## Materials provided
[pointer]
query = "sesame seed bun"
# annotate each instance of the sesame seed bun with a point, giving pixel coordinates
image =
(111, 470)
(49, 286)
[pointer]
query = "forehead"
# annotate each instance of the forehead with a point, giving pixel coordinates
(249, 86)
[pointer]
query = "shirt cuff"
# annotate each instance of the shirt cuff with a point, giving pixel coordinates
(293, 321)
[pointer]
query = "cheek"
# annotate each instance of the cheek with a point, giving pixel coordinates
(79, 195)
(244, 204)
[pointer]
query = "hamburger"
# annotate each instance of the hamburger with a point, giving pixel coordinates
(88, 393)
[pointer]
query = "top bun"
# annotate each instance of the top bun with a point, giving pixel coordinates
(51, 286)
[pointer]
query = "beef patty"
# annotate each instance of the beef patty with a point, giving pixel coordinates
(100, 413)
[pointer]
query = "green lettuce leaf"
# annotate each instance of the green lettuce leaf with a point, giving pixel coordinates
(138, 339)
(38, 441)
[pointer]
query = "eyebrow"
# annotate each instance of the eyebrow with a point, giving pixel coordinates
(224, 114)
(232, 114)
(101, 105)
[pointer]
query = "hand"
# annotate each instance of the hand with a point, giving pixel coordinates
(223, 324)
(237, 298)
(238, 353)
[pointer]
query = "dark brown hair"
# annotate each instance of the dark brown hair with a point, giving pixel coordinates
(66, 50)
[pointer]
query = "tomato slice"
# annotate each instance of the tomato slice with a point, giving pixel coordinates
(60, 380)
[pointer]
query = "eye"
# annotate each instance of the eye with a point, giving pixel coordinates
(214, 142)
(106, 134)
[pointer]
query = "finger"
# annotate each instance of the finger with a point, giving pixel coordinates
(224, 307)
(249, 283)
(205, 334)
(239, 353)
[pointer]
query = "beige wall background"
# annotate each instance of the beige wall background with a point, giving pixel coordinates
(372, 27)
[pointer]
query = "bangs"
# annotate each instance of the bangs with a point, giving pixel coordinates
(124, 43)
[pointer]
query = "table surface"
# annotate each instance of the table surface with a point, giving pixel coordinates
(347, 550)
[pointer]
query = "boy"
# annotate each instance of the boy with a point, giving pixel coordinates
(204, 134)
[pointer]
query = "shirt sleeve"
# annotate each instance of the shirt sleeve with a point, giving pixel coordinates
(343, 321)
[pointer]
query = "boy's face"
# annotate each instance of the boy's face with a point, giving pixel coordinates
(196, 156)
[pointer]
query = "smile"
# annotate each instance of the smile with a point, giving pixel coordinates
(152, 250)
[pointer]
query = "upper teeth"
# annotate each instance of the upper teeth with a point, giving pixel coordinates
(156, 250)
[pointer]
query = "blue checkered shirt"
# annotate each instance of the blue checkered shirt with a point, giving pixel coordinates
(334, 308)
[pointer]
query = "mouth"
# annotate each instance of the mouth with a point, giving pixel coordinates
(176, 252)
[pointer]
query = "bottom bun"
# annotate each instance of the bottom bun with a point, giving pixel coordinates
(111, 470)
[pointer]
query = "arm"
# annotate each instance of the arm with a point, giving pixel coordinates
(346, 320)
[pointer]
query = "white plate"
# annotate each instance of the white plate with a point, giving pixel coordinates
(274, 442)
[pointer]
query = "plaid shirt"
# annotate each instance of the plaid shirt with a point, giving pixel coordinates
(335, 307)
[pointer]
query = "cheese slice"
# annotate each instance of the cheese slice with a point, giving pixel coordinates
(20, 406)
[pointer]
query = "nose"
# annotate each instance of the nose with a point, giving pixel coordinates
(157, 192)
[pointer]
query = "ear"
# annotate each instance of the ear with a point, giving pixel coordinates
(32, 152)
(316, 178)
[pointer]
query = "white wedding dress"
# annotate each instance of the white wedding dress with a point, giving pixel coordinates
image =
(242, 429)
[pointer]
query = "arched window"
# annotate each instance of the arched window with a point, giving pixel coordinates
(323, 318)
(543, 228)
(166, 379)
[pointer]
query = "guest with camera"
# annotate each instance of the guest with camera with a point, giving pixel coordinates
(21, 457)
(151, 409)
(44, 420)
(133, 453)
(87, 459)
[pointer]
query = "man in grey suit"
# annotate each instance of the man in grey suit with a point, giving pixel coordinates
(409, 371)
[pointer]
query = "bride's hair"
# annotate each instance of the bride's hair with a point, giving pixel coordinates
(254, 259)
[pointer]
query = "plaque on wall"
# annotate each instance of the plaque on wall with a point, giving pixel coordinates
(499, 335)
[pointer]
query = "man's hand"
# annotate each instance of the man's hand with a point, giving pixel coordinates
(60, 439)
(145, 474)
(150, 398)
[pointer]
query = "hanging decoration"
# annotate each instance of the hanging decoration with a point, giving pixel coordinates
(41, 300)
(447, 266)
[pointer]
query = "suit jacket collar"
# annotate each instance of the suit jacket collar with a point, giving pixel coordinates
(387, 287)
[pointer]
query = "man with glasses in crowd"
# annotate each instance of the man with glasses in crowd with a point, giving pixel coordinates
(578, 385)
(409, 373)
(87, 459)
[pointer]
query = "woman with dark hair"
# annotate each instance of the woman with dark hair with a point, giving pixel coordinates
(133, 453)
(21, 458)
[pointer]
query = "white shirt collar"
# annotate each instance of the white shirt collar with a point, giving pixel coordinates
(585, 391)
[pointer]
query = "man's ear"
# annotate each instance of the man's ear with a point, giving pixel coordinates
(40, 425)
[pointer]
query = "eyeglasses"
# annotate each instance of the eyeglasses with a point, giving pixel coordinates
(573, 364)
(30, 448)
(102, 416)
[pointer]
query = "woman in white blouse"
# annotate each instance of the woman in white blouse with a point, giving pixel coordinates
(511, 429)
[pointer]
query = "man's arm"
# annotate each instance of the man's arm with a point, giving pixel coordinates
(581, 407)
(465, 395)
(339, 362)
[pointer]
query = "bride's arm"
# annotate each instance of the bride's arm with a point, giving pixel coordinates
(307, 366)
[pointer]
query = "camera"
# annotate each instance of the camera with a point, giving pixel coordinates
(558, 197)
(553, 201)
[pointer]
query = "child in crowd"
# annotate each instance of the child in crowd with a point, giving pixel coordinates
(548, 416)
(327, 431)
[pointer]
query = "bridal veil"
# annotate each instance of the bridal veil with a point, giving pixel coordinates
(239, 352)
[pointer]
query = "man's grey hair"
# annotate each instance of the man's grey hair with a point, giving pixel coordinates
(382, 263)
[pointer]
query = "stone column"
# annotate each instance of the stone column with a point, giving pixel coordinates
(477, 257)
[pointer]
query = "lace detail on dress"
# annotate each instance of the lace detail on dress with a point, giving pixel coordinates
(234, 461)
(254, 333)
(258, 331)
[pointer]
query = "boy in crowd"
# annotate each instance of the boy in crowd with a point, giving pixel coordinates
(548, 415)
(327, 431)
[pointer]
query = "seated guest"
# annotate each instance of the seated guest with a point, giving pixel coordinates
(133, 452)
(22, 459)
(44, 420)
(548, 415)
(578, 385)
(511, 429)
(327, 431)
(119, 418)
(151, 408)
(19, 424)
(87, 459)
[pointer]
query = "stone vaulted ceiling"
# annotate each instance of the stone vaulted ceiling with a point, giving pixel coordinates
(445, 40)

## Challenge
Return all of the entries word for word.

## Result of the task
[pointer]
query = "sesame seed bun"
# annotate each instance of the sesame seed bun with a point, giving pixel coordinates
image =
(111, 470)
(49, 286)
[pointer]
query = "forehead"
# annotate each instance of the forehead with a point, giving pixel coordinates
(249, 86)
[pointer]
query = "shirt cuff"
# annotate each instance of the shirt cuff with a point, giving pixel coordinates
(293, 321)
[pointer]
query = "cheek"
# annotate each instance of the cheek with a point, giving pixel coordinates
(79, 195)
(244, 204)
[pointer]
query = "hamburger"
# annotate each instance of the hamburger with a point, giving pixel coordinates
(88, 393)
[pointer]
query = "top bun"
# annotate each instance of the top bun with a point, giving pixel coordinates
(51, 286)
[pointer]
query = "beef patty"
# annotate each instance of the beef patty with a point, giving pixel coordinates
(100, 413)
[pointer]
query = "green lettuce leaf"
# annotate each instance of the green lettuce leaf with a point, giving pixel coordinates
(138, 339)
(38, 441)
[pointer]
query = "eyebrow"
# annotate each instance of the eyebrow with a point, giving pixel coordinates
(224, 114)
(232, 114)
(101, 105)
[pointer]
query = "hand"
# annotate each instance of the hand with a point, giving pixel coordinates
(223, 324)
(237, 298)
(238, 353)
[pointer]
query = "dark brown hair"
# annotate each instance of the dark brown hair with a point, giving pixel coordinates
(66, 50)
[pointer]
query = "tomato slice"
# annotate each instance of the tomato slice with a point, giving pixel coordinates
(60, 380)
[pointer]
query = "eye"
# annotate each instance of the eye with a point, giving pixel coordinates
(214, 142)
(106, 134)
[pointer]
query = "finger"
# annotate each instance of the finger with a point, giving pixel coordinates
(224, 307)
(249, 283)
(205, 334)
(239, 353)
[pointer]
query = "beige wall background"
# annotate each instance of the beige wall background with a point, giving pixel coordinates
(372, 27)
[pointer]
query = "bangs"
# annotate each instance of the bangs with a point, giving pixel coordinates
(124, 43)
[pointer]
query = "table surface"
# annotate each instance of the table surface with a point, giving pixel coordinates
(347, 550)
[pointer]
query = "boy"
# annotate each instance of the boy with a point, giving pixel coordinates
(204, 134)
[pointer]
query = "shirt sleeve"
# annotate each instance of the shirt sleeve with a point, giving pixel coordinates
(343, 321)
[pointer]
query = "boy's face"
# annotate each instance of the boy's face with a point, giving pixel coordinates
(196, 156)
[pointer]
query = "smile"
# annotate each instance of the smile with a point, giving pixel coordinates
(152, 250)
[pointer]
query = "upper teeth"
# annotate each instance of the upper teeth with a point, giving pixel coordinates
(156, 250)
[pointer]
query = "blue checkered shirt"
# annotate each instance of the blue checkered shirt with a point, giving pixel coordinates
(334, 308)
[pointer]
query = "mouth"
# annotate each instance of the mouth with a point, giving pixel coordinates
(176, 252)
[pointer]
query = "bottom bun"
# annotate each instance of the bottom bun with a point, giving pixel coordinates
(111, 470)
[pointer]
query = "arm"
# annotate each instance of the arm with a point, giving pixel coordinates
(346, 320)
[pointer]
query = "white plate"
# annotate each instance of the white plate with a point, giving pixel coordinates
(274, 442)
[pointer]
query = "plaid shirt"
# annotate each instance of the plaid shirt with a point, giving pixel coordinates
(335, 307)
[pointer]
query = "cheese slice"
# annotate each instance of the cheese slice with a point, giving pixel coordinates
(20, 406)
[pointer]
query = "nose"
# annotate each instance of the nose with a point, giving pixel coordinates
(157, 192)
[pointer]
query = "ear"
# annotate each instance of the ear with a point, giving pixel coordinates
(32, 152)
(316, 178)
[pointer]
query = "white wedding dress"
# annotate each instance of the white wedding dress with a point, giving pixel coordinates
image =
(242, 429)
[pointer]
query = "arched window"
# annotate each instance of the arched window with a point, giving pixel coordinates
(323, 318)
(543, 228)
(166, 379)
[pointer]
query = "guest with camera"
# annotate each instance of the guest with camera with a point, giving pixel coordinates
(21, 457)
(151, 409)
(44, 420)
(133, 453)
(87, 459)
[pointer]
query = "man in grey suit"
# annotate each instance of the man in grey suit with a point, giving pixel coordinates
(409, 371)
[pointer]
query = "bride's hair"
# annotate each instance of the bride's hair with a point, giving pixel coordinates
(254, 259)
[pointer]
query = "plaque on wall"
# annotate each instance of the plaque on wall with a point, giving pixel coordinates
(499, 335)
[pointer]
query = "man's hand"
# annotate each instance of the man's hand with a point, giving pixel coordinates
(60, 439)
(145, 474)
(150, 398)
[pointer]
query = "hanging decoration"
# annotate each instance of the hanging decoration with a point, giving pixel coordinates
(41, 300)
(447, 266)
[pointer]
query = "suit jacket collar"
# annotate each instance of the suit jacket collar with a point, giving pixel coordinates
(387, 287)
[pointer]
query = "man with glasses in crowd"
# annotate each instance of the man with glasses in crowd with a point, giving pixel coordinates
(578, 385)
(409, 373)
(87, 459)
[pointer]
query = "woman with dark hair"
# annotate each instance of the woman with dark hair with a point, giving pixel coordinates
(133, 453)
(21, 458)
[pointer]
query = "white shirt collar"
# annotate each instance of the white shirt collar with a point, giving pixel coordinates
(585, 391)
[pointer]
query = "man's ear"
# annotate each instance of the man's ear with a point, giving pixel coordinates
(40, 425)
[pointer]
query = "eyeglasses"
# annotate each instance of the eyeglasses with a point, giving pixel coordinates
(573, 364)
(30, 448)
(102, 416)
[pointer]
query = "woman in white blouse"
# annotate each instance of the woman in white blouse with a point, giving pixel coordinates
(511, 429)
[pointer]
query = "man's arm"
# annotate each instance of the man's arm with a point, giving pixel coordinates
(581, 407)
(465, 395)
(339, 362)
[pointer]
query = "bride's arm"
# annotate each instance of the bride's arm with a point, giving pixel coordinates
(307, 366)
[pointer]
query = "camera"
# annotate each instance of the camera with a point, giving pixel coordinates
(558, 197)
(553, 201)
[pointer]
query = "child in crowd"
# annotate each instance of the child in crowd with a point, giving pixel coordinates
(548, 416)
(327, 431)
[pointer]
query = "bridal veil"
# annotate each instance of the bridal veil with a point, giving pixel coordinates
(239, 352)
[pointer]
query = "man's grey hair"
# annotate each instance of the man's grey hair with a point, giving pixel coordinates
(382, 263)
[pointer]
query = "stone column"
# annotate each instance of the stone column with a point, giving pixel coordinates
(477, 257)
[pointer]
query = "lace detail on dress"
# annotate each instance of the lace detail on dress with a point, giving pixel coordinates
(234, 461)
(254, 333)
(258, 331)
[pointer]
query = "boy in crowd"
# annotate each instance of the boy in crowd with a point, giving pixel coordinates
(548, 415)
(327, 431)
[pointer]
query = "seated guest"
# annotate each instance of the seated guest with a point, giving pixel coordinates
(133, 452)
(22, 459)
(44, 420)
(548, 415)
(578, 385)
(511, 429)
(327, 431)
(119, 418)
(151, 408)
(19, 424)
(87, 459)
[pointer]
query = "stone vaulted ceiling"
# annotate each instance of the stone vaulted ceiling with a point, giving pixel coordinates
(445, 40)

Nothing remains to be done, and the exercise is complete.